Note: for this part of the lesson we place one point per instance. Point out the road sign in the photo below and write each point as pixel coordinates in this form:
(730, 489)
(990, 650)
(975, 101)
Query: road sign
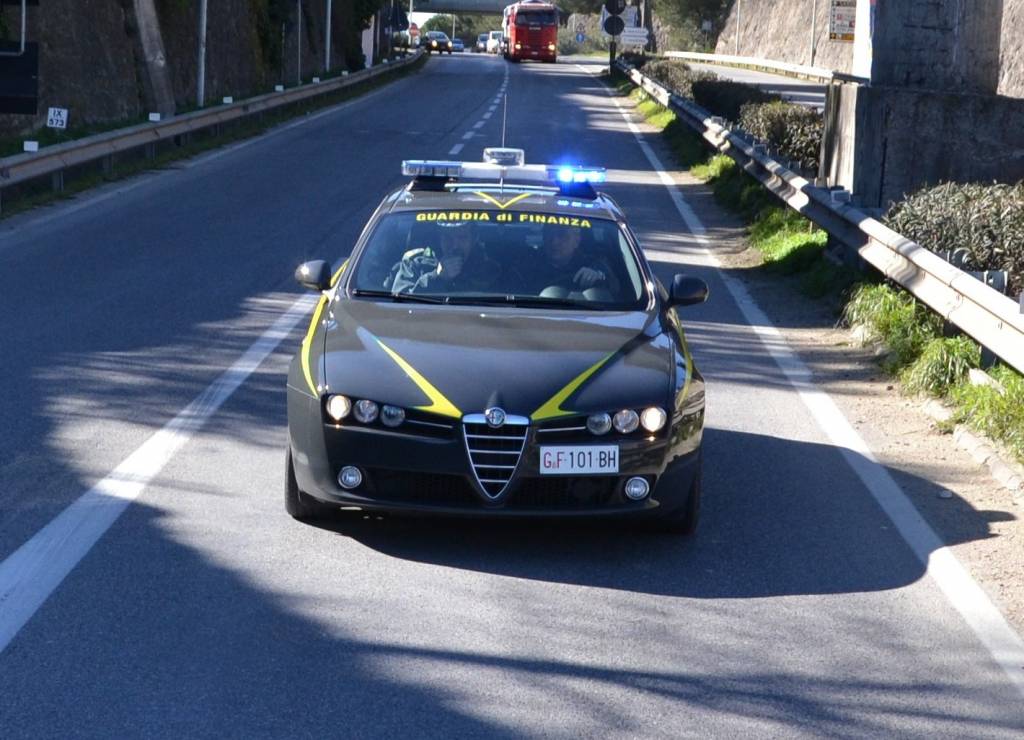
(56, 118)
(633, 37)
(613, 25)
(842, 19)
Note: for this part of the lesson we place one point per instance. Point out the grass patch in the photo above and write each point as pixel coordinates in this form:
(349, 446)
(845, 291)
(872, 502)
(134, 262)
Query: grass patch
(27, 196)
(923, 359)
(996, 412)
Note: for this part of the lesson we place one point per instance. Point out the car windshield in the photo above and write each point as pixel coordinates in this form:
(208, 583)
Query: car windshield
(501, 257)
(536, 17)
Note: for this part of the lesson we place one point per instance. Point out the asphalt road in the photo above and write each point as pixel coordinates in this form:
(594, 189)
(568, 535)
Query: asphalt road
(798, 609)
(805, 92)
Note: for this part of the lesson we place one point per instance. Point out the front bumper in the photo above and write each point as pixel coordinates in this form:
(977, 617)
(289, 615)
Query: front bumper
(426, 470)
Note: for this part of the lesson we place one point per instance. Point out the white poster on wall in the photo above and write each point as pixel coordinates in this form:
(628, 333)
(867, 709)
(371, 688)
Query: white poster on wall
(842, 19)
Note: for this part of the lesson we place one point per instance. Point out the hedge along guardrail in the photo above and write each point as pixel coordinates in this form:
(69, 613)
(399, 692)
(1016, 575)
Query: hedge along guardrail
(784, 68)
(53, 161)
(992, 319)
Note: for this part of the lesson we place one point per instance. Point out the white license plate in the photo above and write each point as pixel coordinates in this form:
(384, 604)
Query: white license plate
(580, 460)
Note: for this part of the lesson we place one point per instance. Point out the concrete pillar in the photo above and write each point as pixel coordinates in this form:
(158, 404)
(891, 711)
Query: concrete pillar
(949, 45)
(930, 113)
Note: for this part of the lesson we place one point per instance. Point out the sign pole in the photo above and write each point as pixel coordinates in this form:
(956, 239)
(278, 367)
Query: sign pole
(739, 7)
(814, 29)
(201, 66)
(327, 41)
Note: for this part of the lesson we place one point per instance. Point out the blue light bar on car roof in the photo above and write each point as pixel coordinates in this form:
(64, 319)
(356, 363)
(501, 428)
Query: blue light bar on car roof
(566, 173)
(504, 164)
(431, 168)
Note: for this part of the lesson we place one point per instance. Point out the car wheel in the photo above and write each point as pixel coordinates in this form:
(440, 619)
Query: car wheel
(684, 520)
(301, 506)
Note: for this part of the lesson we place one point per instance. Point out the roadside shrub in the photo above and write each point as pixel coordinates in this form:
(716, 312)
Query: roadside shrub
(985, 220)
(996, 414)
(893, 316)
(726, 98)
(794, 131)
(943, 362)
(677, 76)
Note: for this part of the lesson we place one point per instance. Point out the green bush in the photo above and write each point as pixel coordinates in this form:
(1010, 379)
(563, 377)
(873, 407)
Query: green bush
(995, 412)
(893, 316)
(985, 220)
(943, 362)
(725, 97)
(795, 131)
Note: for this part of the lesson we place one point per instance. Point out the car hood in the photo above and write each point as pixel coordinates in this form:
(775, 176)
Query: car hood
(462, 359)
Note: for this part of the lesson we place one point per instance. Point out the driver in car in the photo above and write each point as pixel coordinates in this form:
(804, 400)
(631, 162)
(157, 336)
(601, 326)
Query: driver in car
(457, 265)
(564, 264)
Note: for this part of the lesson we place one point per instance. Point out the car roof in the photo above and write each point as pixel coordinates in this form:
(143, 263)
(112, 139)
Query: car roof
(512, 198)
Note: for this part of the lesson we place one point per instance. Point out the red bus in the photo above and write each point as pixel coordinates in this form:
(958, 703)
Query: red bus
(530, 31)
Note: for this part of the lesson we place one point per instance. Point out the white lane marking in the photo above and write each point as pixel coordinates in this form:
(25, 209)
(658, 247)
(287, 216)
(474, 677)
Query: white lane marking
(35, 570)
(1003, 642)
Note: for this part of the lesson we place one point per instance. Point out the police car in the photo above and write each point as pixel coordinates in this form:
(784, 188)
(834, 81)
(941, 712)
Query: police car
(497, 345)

────────────────────

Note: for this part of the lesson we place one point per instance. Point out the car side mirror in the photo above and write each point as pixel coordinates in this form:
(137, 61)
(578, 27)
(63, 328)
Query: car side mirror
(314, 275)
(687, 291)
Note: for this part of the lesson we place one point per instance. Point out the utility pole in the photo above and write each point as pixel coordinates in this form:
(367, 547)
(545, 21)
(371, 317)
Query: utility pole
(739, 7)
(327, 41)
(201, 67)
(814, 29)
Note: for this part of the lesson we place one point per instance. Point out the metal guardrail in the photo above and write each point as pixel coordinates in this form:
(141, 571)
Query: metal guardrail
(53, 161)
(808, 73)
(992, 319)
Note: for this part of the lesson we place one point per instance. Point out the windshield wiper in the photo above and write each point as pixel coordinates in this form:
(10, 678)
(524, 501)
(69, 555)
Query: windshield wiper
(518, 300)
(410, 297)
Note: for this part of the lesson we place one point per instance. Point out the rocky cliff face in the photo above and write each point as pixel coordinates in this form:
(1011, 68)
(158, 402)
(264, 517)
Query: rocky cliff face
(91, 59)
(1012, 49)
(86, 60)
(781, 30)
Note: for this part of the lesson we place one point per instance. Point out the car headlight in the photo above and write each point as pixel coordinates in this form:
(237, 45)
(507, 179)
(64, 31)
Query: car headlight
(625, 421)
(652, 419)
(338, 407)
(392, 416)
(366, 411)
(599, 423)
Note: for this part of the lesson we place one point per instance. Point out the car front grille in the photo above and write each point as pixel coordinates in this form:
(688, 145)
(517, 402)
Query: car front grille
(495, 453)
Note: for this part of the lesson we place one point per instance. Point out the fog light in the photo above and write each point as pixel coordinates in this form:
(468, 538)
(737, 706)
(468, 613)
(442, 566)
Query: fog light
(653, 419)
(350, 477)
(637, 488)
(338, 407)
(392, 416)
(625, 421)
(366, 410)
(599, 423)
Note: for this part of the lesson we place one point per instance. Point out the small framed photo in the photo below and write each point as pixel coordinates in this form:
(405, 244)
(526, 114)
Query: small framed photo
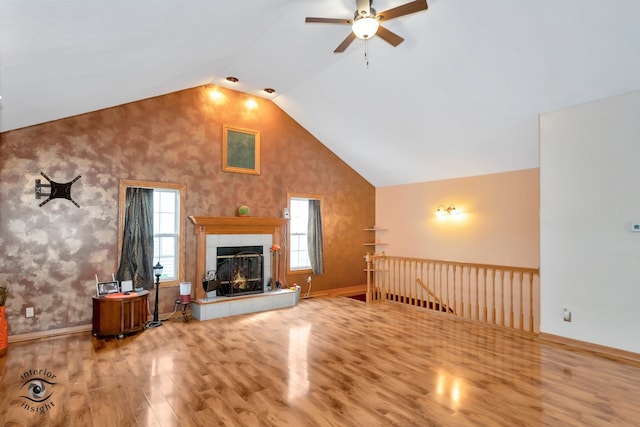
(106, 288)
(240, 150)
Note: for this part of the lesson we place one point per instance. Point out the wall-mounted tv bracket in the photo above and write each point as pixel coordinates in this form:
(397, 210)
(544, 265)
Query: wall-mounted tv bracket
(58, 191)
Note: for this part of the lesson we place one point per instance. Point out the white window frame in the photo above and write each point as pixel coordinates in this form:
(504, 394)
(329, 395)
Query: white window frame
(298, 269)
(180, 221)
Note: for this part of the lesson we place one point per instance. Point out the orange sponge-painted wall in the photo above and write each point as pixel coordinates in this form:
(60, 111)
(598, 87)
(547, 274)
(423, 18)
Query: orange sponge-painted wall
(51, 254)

────────────────────

Given request:
Return each line from the records above that contains the word "below". Match case exactly.

Answer to the problem:
Note: for this part of the lesson we place one point per instance. Point out the road sign in the photo below and write each point as pixel coordinates in this form:
Note: for this part of the lesson we place one point per instance. Point out the small framed photo in the photo below and write each point as pixel coordinates in this form:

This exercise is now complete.